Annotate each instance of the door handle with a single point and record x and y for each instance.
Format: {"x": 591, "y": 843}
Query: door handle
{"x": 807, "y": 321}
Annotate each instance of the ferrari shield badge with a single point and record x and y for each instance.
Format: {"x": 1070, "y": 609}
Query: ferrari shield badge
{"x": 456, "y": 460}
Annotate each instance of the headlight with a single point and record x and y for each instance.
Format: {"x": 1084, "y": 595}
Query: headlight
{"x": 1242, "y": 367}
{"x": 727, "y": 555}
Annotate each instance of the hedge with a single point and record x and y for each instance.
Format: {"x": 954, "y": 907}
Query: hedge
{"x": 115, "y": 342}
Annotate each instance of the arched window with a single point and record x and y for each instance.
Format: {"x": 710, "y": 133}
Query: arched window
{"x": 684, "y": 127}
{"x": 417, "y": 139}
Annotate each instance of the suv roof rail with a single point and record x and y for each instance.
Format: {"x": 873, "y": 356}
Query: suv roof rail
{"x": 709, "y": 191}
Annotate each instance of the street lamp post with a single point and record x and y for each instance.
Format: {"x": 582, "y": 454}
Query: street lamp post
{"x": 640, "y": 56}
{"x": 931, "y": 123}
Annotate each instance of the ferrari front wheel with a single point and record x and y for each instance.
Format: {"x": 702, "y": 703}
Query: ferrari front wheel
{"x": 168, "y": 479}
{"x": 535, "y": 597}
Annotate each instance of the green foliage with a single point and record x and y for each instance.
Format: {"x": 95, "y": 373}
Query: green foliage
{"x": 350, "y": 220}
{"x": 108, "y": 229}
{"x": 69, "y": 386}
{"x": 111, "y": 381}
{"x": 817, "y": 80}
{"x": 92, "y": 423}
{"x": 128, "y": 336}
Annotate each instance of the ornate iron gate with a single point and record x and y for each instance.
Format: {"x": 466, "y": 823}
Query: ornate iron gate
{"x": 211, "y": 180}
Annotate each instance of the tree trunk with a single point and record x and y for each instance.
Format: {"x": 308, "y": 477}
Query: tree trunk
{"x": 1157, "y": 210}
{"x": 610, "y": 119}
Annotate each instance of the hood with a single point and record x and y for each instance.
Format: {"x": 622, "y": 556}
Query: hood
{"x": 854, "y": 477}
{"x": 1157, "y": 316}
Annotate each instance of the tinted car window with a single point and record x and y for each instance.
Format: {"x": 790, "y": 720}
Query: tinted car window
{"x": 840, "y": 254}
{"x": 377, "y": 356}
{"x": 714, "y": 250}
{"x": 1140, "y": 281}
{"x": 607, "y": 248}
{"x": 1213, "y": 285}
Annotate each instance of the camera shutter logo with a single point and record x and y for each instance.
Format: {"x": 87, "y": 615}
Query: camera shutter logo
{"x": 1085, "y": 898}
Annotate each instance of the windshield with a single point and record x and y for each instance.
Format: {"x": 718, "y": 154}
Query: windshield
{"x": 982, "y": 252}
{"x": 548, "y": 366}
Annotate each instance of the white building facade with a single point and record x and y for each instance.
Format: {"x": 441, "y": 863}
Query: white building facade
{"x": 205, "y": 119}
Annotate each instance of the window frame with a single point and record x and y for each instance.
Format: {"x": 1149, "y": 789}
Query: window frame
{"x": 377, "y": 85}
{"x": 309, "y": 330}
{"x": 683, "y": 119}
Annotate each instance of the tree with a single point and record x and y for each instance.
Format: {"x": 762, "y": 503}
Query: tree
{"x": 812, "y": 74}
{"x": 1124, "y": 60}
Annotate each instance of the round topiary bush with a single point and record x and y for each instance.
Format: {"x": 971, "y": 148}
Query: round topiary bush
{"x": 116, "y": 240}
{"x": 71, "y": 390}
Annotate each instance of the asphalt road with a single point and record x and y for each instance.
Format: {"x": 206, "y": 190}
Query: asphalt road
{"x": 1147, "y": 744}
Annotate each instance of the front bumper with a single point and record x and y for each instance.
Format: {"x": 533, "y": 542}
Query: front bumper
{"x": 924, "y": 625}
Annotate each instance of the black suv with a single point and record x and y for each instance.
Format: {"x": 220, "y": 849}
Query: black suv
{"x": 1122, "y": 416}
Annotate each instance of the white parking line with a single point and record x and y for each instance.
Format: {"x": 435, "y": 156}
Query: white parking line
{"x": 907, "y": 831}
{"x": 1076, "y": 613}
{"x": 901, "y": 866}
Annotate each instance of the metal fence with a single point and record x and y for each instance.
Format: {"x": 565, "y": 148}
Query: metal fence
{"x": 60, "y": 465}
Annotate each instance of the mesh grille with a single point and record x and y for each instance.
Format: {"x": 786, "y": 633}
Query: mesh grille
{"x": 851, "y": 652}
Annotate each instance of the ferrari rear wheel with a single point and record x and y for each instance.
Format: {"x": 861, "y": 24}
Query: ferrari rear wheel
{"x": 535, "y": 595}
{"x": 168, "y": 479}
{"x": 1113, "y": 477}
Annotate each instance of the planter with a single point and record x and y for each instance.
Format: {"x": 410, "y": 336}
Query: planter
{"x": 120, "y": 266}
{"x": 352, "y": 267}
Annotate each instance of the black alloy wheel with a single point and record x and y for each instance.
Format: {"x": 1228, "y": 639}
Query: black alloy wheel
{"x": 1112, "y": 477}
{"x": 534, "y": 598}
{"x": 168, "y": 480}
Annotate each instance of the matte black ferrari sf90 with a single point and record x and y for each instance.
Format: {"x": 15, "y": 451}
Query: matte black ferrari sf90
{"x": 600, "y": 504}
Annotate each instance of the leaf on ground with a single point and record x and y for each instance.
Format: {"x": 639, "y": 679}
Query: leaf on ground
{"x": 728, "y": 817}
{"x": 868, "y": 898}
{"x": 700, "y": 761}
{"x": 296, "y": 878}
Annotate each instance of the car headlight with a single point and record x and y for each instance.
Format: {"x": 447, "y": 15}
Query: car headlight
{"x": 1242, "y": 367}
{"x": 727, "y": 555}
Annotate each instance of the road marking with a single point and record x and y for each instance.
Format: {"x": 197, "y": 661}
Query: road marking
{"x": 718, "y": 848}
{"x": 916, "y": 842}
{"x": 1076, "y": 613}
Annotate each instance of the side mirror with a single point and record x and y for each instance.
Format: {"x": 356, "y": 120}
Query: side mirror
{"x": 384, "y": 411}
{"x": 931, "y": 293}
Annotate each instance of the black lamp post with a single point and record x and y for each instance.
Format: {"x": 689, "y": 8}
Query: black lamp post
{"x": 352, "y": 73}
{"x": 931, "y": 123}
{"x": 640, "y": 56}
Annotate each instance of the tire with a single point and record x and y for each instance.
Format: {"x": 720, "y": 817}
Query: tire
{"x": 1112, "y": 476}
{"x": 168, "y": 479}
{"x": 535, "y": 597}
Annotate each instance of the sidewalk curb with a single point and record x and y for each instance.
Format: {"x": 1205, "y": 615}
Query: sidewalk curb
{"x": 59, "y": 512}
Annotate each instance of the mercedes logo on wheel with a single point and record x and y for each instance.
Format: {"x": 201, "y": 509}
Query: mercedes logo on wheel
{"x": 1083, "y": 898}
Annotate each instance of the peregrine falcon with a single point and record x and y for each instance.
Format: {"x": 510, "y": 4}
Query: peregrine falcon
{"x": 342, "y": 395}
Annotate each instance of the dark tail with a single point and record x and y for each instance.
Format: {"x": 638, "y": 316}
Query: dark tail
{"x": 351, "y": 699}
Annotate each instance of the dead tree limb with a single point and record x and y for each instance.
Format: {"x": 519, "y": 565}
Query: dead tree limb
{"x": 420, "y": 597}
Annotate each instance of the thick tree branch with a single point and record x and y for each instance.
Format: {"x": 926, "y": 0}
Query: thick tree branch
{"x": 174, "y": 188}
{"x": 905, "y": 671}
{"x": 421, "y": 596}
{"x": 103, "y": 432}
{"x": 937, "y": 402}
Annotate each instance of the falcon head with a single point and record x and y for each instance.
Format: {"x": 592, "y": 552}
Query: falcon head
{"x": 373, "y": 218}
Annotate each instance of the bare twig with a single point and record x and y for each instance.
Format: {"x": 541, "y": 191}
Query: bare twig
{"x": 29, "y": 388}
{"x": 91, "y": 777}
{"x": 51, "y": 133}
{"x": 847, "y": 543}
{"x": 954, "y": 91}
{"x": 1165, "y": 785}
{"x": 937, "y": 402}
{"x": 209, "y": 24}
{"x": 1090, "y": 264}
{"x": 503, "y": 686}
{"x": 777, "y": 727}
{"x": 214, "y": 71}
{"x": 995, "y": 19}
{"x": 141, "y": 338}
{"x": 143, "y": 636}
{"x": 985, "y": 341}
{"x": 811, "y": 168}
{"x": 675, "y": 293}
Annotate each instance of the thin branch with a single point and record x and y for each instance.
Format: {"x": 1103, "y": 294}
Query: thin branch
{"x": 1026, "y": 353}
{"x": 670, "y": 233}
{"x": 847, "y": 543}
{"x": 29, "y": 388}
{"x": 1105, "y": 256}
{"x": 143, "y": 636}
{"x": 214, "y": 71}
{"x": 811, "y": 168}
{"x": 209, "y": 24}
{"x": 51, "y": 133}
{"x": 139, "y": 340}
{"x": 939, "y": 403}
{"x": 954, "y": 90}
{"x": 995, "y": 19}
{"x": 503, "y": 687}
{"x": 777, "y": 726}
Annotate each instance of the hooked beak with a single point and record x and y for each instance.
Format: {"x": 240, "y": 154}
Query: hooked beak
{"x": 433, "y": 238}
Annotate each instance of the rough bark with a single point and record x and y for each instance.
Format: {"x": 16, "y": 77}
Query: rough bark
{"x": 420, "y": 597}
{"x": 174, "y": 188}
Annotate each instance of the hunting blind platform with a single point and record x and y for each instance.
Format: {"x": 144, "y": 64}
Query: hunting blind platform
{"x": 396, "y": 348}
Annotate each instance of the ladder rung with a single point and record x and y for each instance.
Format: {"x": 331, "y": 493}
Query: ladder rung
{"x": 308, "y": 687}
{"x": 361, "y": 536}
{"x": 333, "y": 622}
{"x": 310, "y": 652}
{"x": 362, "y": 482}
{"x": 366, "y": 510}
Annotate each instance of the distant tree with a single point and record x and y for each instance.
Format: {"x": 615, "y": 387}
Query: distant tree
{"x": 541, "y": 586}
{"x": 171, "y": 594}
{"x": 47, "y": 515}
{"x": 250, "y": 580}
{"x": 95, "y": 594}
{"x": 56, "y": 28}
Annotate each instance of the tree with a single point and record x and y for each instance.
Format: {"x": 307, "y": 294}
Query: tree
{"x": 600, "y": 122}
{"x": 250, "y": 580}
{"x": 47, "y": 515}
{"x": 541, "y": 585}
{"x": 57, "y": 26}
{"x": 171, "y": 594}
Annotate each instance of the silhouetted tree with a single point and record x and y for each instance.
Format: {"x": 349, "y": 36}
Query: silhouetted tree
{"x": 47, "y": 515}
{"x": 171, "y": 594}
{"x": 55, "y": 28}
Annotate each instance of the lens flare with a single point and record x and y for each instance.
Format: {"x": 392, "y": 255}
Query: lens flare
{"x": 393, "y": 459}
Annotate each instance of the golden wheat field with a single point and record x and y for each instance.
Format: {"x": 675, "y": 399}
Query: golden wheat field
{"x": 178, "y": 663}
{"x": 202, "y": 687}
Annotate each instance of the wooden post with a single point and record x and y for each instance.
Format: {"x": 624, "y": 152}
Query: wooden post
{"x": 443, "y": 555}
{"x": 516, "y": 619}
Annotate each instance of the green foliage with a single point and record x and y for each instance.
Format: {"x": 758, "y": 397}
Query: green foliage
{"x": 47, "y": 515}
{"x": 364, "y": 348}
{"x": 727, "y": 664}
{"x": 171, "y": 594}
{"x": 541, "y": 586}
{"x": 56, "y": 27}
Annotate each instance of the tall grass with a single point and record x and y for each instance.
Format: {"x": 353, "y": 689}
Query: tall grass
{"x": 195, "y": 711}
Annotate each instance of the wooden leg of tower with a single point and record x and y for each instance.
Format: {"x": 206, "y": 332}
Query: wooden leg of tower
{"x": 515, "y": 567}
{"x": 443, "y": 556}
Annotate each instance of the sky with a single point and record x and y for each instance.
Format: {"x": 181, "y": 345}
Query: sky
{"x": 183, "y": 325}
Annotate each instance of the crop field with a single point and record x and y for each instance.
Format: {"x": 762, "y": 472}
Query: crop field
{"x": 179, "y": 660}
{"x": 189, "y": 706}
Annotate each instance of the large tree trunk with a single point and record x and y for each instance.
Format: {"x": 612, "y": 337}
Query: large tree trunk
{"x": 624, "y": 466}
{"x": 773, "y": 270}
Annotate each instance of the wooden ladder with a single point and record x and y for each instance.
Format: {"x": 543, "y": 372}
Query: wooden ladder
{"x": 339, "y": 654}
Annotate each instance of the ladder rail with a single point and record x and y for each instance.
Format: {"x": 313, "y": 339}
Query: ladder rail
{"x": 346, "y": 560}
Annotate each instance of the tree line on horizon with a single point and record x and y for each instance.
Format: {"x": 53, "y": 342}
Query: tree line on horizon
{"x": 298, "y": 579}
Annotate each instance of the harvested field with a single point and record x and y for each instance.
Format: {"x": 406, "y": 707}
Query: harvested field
━━━━
PROBLEM DESCRIPTION: Write out again, word for word, the entries from the line containing "Annotate each instance of the wooden ladder" through the last line of the entries, including both ends.

RESULT OF THIS TASK:
Annotate each instance of the wooden ladder with a single point and record x and y for each instance.
Format: {"x": 543, "y": 372}
Query: wooden ladder
{"x": 339, "y": 654}
Annotate each instance of the ladder rail with a single point and record x and y for each instance.
Format: {"x": 313, "y": 339}
Query: ladder rail
{"x": 346, "y": 560}
Annotate each instance of the tree line on horizon with a single point and record x and y for each instance.
Format: {"x": 53, "y": 342}
Query: tree line on horizon
{"x": 298, "y": 579}
Annotate each instance of the harvested field with a single point and record x and y for each instance.
Format: {"x": 406, "y": 707}
Query: harvested field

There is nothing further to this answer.